START RECORDS FOR THIS EXERCISE

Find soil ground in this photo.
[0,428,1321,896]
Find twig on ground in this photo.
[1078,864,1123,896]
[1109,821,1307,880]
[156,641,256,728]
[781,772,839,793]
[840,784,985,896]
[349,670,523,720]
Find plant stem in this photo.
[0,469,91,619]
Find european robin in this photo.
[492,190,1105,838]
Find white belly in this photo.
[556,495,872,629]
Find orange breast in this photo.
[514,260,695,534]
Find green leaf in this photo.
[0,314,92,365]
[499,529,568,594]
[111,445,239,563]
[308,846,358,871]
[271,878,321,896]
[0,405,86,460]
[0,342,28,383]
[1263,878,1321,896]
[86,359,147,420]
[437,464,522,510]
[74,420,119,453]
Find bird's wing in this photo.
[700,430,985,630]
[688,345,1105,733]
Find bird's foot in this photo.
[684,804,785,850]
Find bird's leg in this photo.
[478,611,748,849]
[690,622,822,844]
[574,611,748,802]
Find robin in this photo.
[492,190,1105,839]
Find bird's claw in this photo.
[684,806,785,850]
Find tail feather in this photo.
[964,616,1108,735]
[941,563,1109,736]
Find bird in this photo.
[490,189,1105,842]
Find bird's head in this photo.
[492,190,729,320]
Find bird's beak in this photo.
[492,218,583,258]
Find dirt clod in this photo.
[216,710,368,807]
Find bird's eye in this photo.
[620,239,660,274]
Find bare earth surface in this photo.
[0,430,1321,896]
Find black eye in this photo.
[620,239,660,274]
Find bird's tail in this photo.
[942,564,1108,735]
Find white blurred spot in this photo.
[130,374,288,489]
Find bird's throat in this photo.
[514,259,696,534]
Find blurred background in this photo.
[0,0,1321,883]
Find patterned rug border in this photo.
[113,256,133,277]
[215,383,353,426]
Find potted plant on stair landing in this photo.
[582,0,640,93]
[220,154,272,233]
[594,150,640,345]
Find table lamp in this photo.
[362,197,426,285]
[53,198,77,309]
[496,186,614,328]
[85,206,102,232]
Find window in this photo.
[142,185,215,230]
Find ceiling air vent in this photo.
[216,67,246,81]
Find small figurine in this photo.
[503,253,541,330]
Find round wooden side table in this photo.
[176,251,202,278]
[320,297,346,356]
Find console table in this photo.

END RECORDS FOR THIS EXERCISE

→ EXERCISE GOAL
Please recast every line of the records above as a Markdown table with the columns "Row" and "Line", numbering the rows in order and leaving out blank lines.

→ RESULT BELOW
| Row | Line |
|---|---|
| 1 | Find soil ground in this photo. |
| 2 | [0,428,1321,896] |
| 3 | Find twig on ground in this photo. |
| 4 | [1078,864,1123,896] |
| 5 | [1109,821,1307,880] |
| 6 | [156,641,256,728] |
| 7 | [781,772,839,793] |
| 8 | [840,784,985,896] |
| 9 | [349,670,523,720] |
| 10 | Find plant stem in this photo. |
| 11 | [0,469,91,619] |
| 12 | Find european robin in this photo. |
| 13 | [492,190,1105,838] |
| 14 | Find white belly in this photo. |
| 15 | [556,495,872,629] |
| 16 | Find orange breast in this photo. |
| 17 | [514,260,695,534] |
| 18 | Find green leaf in this photo. |
| 19 | [0,314,92,365] |
| 20 | [499,529,568,594] |
| 21 | [111,445,239,563] |
| 22 | [308,846,358,871] |
| 23 | [271,878,321,896] |
| 24 | [0,405,86,460] |
| 25 | [0,342,28,383] |
| 26 | [1263,878,1321,896] |
| 27 | [86,359,147,420] |
| 28 | [437,464,522,510] |
| 29 | [74,420,119,453] |
| 30 | Find bird's wing in this photo. |
| 31 | [700,430,985,630] |
| 32 | [688,345,1105,733] |
| 33 | Find bird's foot in this photo. |
| 34 | [684,804,785,850] |
| 35 | Find bird's leg in this photo. |
| 36 | [478,611,748,849] |
| 37 | [690,622,822,844] |
| 38 | [574,611,748,802] |
| 39 | Find robin in this photo. |
| 40 | [492,190,1105,839] |
| 41 | Find bird's claw in this photo. |
| 42 | [684,806,785,850] |
| 43 | Find tail feather in this photo. |
| 44 | [964,616,1108,735] |
| 45 | [941,563,1109,736] |
| 46 | Find bird in this photo. |
| 47 | [490,189,1105,842] |
| 48 | Find bird's head in this photo. |
| 49 | [492,190,729,320] |
| 50 | Find bird's beak in this photo. |
| 51 | [492,218,583,258] |
| 52 | Find dirt clod in this photo. |
| 53 | [216,710,368,807] |
| 54 | Find bird's eye in this photo. |
| 55 | [620,239,660,274] |
| 56 | Find bare earth surface in this photo. |
| 57 | [0,430,1321,896] |
| 58 | Find black eye in this photo. |
| 59 | [620,239,660,274] |
| 60 | Find bird's tail in this photo. |
| 61 | [942,564,1108,735] |
| 62 | Find white blurred spot in this photo. |
| 63 | [130,374,288,489] |
| 64 | Find bird's throat in this photo. |
| 65 | [514,259,696,534] |
| 66 | Find blurred background in this photo. |
| 67 | [0,0,1321,883] |
| 68 | Find patterned rug border in this photo. |
| 69 | [113,256,133,277] |
| 70 | [215,383,353,426] |
| 71 | Find potted plant on stair landing in this photo. |
| 72 | [582,0,640,93] |
| 73 | [220,154,272,233] |
| 74 | [594,150,640,345] |
| 75 | Find table lamp in this photo. |
| 76 | [362,197,426,285] |
| 77 | [53,198,77,309] |
| 78 | [496,186,614,328] |
| 79 | [85,206,102,232] |
| 80 | Find window in this photo. |
| 81 | [142,185,215,230] |
| 82 | Find ceiling air vent in this photo. |
| 83 | [216,67,246,81] |
| 84 | Find small figurine in this photo. |
| 85 | [503,253,541,330] |
| 86 | Find round wooden side table in this photo. |
| 87 | [176,251,202,278] |
| 88 | [320,297,346,356] |
| 89 | Find console table in this photo. |